— Start Text to read —

Complete DevOps Bootcamp: Master DevOps in 12 Weeks
FastAPIDeployment and Production

Production Readiness Checklist

There's a particular feeling when an app first reaches production. It's not "done" - it's the start of being responsible for it. Real users, real money, real consequences. Most of the difference between "this is going to be fine" and "I'm going to spend my weekend recovering from this" comes down to a small number of habits you either did before you shipped, or didn't.

This page is a checklist. The next five pages go deeper on the items that need it. Treat this one as the table of contents for "is this app actually ready?"

The checklist

   ┌─ CONFIG ─────────────────────────────────────────────────────────┐
   │ ☐ Secrets out of source control, loaded from env                 │
   │ ☐ Different config per environment (dev / staging / prod)        │
   │ ☐ DEBUG / reload disabled in production                          │
   │ ☐ Sensible defaults that fail safe                               │
   └──────────────────────────────────────────────────────────────────┘

   ┌─ SECURITY ───────────────────────────────────────────────────────┐
   │ ☐ HTTPS only (HSTS header)                                       │
   │ ☐ CORS allowlist of real origins (not "*")                       │
   │ ☐ TrustedHostMiddleware on                                       │
   │ ☐ Security headers middleware                                    │
   │ ☐ Rate limits on sensitive endpoints                             │
   │ ☐ Strong JWT secret loaded from env                              │
   │ ☐ Passwords hashed with bcrypt/argon2                            │
   │ ☐ Dependency vulnerabilities scanned (pip-audit, snyk, etc.)     │
   └──────────────────────────────────────────────────────────────────┘

   ┌─ DATA ───────────────────────────────────────────────────────────┐
   │ ☐ Migrations run automatically or as a deploy step (Alembic)     │
   │ ☐ Database backups + a tested restore plan                       │
   │ ☐ Connection pooling tuned                                       │
   │ ☐ Slow query log enabled                                         │
   └──────────────────────────────────────────────────────────────────┘

   ┌─ RUNTIME ────────────────────────────────────────────────────────┐
   │ ☐ Production ASGI server (uvicorn behind gunicorn, or hypercorn) │
   │ ☐ Workers sized to the host                                      │
   │ ☐ Reverse proxy in front (nginx, Caddy, cloud LB)                │
   │ ☐ TLS termination handled (proxy or platform)                    │
   │ ☐ Health check endpoint that actually verifies dependencies      │
   │ ☐ Graceful shutdown wired (SIGTERM handling)                     │
   └──────────────────────────────────────────────────────────────────┘

   ┌─ OBSERVABILITY ──────────────────────────────────────────────────┐
   │ ☐ Structured logs going somewhere queryable                      │
   │ ☐ Request id propagated through logs                             │
   │ ☐ Error tracking (Sentry, Rollbar, or similar)                   │
   │ ☐ Metrics scraped (Prometheus / hosted equivalent)               │
   │ ☐ Alerts on the metrics that matter (error rate, latency, queue) │
   │ ☐ Uptime check from outside your infra                           │
   └──────────────────────────────────────────────────────────────────┘

   ┌─ DELIVERY ───────────────────────────────────────────────────────┐
   │ ☐ Reproducible builds (Docker, lock files committed)             │
   │ ☐ CI runs tests on every commit                                  │
   │ ☐ Deploys are scripted, not manual                               │
   │ ☐ Roll-forward / rollback are equally easy                       │
   │ ☐ Documented runbook for common incidents                        │
   └──────────────────────────────────────────────────────────────────┘

If you can tick everything on that list, the app is genuinely production-ready. If you can tick most of them, you're better off than most teams who already ship. If you can tick none, this section is for you.

— End Text to read —

** Your task **
Can you copy the FastAPI production-readiness text above word for word, from "Complete DevOps Bootcamp: Master" to "shipped, or didn't."?

— Start Data provided —

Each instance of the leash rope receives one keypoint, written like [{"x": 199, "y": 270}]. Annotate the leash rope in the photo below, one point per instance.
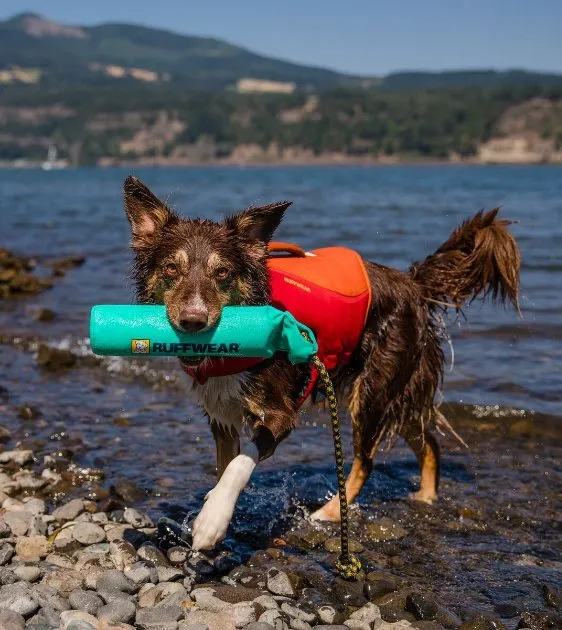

— End Data provided —
— Start Data provided —

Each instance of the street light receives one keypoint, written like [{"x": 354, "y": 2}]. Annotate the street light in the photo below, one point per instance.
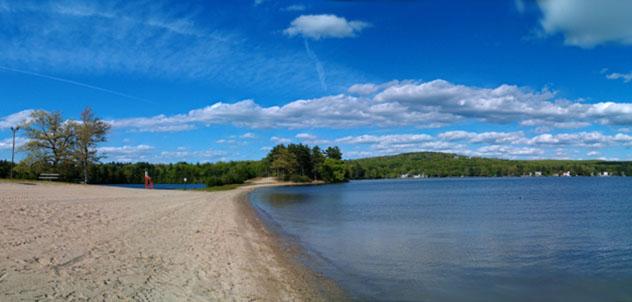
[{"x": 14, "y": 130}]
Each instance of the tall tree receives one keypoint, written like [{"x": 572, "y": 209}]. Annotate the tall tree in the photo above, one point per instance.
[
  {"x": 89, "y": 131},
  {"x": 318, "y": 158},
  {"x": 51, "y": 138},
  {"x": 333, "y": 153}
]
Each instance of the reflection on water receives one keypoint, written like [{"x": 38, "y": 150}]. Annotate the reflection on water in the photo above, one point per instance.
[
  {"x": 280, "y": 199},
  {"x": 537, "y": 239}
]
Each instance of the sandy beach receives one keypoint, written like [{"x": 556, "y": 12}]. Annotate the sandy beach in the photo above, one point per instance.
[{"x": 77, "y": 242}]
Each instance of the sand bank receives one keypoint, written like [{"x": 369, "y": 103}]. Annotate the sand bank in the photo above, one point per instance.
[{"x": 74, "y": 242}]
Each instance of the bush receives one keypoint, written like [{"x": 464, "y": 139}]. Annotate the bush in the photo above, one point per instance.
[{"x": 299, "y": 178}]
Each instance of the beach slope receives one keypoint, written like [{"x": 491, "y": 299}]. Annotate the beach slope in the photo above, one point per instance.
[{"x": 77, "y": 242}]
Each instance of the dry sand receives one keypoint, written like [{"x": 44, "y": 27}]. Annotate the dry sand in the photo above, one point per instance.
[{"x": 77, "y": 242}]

— End Data provided —

** Correct output **
Complete DevOps Bootcamp: Master DevOps in 12 Weeks
FastAPIDeployment and Production

Production Readiness Checklist

There's a particular feeling when an app first reaches production. It's not "done" - it's the start of being responsible for it. Real users, real money, real consequences. Most of the difference between "this is going to be fine" and "I'm going to spend my weekend recovering from this" comes down to a small number of habits you either did before you shipped, or didn't.